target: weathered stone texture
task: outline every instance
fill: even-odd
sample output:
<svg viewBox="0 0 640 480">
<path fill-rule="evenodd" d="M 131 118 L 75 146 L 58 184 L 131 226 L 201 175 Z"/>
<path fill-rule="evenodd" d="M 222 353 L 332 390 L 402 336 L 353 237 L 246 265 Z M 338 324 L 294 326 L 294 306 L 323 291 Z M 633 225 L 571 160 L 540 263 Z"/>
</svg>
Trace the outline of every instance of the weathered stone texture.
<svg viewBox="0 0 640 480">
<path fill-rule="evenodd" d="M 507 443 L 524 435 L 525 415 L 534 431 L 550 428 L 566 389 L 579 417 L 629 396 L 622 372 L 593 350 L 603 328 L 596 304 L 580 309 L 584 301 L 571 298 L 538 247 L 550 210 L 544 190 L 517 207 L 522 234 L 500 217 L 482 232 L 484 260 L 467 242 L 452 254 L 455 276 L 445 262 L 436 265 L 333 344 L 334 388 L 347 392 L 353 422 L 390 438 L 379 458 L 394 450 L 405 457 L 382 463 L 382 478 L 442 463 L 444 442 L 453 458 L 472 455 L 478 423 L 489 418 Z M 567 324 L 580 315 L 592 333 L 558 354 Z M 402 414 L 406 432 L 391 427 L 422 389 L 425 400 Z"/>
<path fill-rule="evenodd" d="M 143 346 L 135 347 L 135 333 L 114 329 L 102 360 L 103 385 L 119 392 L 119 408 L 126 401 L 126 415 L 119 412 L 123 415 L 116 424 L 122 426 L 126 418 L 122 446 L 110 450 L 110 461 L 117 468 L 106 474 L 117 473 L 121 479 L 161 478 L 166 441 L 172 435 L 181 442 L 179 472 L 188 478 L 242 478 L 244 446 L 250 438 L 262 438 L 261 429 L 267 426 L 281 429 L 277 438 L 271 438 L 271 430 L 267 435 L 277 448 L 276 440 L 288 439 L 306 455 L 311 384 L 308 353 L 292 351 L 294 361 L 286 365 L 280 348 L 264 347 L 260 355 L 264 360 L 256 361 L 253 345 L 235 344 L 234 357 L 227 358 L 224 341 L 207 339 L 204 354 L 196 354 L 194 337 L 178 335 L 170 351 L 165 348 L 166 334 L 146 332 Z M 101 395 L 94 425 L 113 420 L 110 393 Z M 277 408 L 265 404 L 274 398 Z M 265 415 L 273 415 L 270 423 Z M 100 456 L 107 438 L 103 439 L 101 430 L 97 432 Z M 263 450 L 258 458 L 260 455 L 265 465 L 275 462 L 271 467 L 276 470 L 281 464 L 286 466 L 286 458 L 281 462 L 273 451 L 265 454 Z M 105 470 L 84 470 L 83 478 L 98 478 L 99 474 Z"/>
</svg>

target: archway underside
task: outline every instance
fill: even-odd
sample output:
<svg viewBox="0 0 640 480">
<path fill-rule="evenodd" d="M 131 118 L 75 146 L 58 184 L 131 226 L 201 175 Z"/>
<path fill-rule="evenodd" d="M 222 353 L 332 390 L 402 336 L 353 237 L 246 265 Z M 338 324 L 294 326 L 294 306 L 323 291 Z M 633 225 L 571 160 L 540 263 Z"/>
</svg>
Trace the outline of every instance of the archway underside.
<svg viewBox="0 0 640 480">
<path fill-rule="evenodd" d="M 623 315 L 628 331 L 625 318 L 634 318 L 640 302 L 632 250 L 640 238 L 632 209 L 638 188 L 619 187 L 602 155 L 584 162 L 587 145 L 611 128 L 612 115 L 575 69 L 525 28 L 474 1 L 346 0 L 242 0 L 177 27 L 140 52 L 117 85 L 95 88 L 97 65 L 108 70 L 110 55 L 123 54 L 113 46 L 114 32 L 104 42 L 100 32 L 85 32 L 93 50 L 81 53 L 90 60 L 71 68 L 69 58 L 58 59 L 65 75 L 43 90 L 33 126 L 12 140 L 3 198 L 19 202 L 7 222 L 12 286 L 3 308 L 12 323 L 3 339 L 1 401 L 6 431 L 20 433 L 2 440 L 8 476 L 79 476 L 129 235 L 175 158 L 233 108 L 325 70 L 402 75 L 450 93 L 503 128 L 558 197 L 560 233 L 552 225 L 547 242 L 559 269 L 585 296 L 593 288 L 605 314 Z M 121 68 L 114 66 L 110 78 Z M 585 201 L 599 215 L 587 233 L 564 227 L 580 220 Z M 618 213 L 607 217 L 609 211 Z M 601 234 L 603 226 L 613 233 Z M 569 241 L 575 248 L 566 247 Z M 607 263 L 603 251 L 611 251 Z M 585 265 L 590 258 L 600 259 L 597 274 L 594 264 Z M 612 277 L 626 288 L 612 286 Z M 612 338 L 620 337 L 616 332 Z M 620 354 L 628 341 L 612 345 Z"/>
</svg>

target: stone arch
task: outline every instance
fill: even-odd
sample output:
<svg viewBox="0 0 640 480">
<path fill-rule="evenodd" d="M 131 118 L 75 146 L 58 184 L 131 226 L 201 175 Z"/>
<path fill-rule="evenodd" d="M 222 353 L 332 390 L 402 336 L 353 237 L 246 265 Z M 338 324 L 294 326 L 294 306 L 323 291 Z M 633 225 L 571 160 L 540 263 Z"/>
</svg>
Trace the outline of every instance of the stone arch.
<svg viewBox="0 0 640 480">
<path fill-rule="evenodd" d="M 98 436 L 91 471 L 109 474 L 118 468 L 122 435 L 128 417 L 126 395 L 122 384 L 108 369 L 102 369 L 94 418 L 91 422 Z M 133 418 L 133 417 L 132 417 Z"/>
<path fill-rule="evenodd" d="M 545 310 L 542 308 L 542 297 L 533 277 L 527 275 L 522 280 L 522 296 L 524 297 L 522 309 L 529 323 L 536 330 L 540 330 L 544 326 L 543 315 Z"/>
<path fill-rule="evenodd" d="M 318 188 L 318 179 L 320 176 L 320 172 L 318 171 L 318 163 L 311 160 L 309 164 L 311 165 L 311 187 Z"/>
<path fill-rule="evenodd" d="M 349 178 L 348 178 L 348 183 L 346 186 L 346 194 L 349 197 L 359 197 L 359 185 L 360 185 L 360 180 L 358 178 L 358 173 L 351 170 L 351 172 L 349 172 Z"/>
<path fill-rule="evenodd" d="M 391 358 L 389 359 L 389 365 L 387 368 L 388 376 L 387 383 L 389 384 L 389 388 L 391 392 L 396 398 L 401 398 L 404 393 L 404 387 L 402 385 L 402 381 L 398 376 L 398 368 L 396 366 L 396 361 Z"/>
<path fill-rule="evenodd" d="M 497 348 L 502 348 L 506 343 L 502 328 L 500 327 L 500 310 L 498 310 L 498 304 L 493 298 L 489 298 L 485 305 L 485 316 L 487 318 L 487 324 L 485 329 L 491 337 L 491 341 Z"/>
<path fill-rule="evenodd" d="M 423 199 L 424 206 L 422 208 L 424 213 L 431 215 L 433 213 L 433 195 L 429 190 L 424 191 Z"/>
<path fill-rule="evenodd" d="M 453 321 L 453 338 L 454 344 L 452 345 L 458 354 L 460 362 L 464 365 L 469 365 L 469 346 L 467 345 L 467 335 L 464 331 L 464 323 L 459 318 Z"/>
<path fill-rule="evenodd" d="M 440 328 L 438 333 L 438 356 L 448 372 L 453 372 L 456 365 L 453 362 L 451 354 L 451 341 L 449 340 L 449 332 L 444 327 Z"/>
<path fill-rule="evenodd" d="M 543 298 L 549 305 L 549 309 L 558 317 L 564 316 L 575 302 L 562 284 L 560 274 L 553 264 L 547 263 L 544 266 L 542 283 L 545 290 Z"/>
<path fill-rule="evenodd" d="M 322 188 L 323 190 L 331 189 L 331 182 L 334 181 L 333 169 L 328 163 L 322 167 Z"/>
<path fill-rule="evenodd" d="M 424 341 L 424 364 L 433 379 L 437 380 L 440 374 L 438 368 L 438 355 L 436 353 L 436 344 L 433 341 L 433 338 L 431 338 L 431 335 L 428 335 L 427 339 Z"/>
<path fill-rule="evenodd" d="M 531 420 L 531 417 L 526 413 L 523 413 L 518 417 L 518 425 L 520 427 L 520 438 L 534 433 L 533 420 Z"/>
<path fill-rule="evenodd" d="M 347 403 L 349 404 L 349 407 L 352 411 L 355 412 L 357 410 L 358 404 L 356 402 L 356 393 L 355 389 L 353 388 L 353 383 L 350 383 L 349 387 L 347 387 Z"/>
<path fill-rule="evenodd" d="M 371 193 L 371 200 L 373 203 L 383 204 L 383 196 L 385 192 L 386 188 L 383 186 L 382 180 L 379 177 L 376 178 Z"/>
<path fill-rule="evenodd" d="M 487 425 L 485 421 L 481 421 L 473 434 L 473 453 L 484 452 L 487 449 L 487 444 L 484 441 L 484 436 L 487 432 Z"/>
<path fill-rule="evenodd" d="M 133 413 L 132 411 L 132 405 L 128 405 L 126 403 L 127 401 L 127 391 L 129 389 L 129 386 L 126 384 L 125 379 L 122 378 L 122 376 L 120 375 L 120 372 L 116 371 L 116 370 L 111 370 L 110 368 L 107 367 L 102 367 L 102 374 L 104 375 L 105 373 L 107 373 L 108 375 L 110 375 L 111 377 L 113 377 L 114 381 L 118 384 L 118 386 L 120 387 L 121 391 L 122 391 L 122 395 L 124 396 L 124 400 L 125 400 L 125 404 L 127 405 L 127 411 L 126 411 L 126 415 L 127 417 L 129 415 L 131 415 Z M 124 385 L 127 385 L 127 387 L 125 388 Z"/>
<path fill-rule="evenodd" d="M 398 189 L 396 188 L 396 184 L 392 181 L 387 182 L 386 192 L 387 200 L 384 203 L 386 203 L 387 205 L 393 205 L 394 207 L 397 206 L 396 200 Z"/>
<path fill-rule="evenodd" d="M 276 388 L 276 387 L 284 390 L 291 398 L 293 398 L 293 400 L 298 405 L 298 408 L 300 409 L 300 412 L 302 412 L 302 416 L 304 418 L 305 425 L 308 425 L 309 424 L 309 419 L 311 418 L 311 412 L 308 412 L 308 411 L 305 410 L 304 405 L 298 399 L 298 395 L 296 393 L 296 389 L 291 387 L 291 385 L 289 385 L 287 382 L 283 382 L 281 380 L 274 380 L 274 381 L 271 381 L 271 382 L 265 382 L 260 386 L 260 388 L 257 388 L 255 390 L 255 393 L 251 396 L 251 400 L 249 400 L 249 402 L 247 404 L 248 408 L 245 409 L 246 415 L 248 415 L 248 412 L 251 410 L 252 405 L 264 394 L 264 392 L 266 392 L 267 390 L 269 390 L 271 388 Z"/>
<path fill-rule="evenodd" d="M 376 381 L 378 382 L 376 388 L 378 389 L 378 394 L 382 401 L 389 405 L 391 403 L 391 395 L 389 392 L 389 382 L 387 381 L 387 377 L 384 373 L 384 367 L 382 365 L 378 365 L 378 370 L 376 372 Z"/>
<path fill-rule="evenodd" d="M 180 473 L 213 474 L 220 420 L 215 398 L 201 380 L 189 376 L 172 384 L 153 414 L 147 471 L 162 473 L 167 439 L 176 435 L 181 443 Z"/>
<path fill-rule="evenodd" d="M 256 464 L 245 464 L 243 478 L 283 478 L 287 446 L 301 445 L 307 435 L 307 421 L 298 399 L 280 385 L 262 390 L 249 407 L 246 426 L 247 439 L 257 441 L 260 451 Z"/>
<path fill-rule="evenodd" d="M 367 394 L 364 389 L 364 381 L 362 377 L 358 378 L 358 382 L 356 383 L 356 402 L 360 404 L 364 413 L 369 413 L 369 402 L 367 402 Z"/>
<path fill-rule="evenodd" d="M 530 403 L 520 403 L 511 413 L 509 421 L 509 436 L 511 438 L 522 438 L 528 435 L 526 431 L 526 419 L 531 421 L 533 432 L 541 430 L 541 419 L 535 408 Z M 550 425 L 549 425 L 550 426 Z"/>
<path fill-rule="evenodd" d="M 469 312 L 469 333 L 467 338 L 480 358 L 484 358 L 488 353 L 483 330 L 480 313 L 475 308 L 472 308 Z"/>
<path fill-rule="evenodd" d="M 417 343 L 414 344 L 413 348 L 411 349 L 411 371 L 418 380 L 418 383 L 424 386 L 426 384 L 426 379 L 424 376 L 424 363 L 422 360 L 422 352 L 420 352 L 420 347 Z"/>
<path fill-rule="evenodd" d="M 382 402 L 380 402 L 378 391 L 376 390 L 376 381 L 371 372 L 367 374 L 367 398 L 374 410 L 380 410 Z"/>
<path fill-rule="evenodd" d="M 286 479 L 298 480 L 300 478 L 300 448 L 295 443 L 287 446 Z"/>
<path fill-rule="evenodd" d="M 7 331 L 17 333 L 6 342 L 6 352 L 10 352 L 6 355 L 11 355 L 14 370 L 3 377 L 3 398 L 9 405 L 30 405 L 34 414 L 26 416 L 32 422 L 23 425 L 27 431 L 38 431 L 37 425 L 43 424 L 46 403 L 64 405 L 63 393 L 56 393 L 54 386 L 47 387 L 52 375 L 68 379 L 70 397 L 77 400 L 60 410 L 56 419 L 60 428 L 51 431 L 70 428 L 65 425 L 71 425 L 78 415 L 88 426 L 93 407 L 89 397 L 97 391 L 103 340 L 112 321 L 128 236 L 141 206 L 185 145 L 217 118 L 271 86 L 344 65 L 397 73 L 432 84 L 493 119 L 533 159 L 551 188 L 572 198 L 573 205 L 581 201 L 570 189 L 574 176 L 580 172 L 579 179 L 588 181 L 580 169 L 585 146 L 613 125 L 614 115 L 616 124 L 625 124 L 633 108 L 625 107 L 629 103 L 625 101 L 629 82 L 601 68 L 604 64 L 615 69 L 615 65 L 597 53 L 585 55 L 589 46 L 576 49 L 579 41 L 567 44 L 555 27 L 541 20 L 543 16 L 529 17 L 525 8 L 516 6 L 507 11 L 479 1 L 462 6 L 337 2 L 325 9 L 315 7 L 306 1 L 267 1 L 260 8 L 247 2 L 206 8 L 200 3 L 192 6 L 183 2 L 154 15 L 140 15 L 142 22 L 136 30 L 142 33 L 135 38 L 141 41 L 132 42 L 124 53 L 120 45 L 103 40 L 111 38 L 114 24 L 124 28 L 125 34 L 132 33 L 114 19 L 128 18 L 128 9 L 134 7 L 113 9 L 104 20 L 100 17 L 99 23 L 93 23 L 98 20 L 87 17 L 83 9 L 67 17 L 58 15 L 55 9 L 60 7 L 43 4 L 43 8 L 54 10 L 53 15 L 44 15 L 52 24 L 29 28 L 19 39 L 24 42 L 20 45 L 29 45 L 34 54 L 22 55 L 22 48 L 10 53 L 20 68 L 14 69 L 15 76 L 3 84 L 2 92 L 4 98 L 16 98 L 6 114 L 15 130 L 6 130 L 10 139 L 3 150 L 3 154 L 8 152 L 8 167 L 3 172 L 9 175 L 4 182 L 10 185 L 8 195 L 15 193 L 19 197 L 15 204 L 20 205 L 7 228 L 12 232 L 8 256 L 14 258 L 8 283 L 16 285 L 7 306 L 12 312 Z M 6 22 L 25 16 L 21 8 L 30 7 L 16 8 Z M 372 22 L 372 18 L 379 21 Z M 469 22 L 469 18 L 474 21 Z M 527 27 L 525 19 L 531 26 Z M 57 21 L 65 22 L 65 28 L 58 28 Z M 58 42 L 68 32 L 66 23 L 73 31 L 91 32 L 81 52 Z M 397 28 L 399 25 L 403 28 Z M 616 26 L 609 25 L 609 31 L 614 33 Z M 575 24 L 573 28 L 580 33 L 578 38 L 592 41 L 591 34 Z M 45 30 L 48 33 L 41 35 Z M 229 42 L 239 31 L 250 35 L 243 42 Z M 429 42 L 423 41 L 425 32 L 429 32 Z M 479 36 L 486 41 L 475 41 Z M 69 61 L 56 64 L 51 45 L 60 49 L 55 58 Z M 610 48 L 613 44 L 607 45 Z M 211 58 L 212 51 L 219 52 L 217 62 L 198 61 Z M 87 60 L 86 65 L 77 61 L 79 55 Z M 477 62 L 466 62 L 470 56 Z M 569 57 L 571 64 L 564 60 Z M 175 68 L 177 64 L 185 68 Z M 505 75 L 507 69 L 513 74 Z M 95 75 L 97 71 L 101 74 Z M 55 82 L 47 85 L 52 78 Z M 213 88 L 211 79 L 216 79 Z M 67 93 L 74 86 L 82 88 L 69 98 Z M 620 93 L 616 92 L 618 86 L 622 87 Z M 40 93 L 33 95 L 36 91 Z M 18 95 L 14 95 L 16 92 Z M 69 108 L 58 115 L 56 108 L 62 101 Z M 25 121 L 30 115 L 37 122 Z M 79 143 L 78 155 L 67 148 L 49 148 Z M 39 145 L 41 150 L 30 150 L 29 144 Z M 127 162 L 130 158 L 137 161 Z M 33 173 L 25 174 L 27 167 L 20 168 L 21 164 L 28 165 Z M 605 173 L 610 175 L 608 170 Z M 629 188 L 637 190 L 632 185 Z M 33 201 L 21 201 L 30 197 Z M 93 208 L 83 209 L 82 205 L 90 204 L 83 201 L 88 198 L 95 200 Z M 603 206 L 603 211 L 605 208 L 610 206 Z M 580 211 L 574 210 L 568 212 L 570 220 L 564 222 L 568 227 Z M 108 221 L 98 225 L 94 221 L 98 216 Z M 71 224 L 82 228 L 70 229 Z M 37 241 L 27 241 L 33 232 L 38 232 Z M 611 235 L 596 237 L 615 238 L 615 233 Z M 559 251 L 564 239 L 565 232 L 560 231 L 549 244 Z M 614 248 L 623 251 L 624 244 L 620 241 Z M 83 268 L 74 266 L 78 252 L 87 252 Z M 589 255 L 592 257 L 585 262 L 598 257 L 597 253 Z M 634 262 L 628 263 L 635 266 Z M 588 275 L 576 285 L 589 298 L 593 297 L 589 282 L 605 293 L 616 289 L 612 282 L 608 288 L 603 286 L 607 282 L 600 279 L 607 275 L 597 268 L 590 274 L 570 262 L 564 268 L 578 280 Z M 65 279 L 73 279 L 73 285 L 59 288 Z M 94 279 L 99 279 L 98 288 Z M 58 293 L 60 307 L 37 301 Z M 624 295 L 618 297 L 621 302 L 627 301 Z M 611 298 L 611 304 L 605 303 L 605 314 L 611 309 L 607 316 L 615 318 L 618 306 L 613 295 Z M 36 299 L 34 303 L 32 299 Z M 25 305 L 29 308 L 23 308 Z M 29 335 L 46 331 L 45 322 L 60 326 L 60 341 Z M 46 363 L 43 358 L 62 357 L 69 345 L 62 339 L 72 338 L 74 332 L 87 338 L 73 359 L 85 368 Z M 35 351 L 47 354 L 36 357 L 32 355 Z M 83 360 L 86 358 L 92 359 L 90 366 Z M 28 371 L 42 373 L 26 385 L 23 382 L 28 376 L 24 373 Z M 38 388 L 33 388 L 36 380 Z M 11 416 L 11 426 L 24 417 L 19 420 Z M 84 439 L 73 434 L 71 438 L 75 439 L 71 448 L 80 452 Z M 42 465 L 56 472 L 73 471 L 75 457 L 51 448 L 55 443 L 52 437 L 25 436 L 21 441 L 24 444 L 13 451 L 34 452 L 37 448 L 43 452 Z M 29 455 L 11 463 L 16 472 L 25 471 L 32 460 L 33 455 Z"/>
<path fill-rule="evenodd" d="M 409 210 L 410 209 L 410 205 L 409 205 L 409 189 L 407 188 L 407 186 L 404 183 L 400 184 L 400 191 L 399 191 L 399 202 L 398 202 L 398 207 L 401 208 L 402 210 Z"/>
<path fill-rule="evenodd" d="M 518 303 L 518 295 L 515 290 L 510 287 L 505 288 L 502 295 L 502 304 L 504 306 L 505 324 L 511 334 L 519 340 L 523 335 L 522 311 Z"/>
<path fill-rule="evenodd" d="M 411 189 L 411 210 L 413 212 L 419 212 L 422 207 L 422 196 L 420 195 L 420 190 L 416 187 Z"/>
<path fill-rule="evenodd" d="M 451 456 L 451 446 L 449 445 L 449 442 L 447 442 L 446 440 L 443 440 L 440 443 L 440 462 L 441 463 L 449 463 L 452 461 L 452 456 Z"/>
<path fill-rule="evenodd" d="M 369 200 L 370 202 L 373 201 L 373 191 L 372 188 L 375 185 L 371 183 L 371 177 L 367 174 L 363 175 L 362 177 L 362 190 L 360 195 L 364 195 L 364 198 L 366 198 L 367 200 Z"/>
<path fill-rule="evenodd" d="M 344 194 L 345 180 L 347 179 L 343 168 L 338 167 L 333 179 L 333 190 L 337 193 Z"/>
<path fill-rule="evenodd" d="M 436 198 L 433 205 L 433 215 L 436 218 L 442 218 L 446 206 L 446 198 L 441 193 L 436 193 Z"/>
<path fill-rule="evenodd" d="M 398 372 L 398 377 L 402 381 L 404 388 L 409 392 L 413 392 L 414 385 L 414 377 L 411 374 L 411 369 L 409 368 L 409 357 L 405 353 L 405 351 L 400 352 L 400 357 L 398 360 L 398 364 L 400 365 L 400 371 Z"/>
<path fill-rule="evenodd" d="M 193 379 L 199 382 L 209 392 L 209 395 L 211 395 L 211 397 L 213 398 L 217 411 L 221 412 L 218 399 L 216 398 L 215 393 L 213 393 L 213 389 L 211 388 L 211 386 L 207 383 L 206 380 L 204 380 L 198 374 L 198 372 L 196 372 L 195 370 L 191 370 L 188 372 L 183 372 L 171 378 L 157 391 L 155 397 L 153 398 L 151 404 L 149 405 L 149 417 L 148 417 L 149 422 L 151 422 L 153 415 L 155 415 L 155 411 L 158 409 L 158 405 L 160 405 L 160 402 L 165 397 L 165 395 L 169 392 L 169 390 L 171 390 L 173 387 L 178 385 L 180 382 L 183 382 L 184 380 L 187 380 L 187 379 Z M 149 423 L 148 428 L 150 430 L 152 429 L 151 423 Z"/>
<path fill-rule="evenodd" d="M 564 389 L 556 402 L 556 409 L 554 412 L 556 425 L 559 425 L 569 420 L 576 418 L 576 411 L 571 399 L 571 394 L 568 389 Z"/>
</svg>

▬▬▬▬▬▬▬▬▬▬

Only the lines above that include the word "Trace" belong in the answer; copy each one.

▶ _Result for this exercise_:
Trace the outline of every instance of the weathered stone texture.
Trace the outline of every instance of the archway underside.
Trace the outline of every instance of the stone arch.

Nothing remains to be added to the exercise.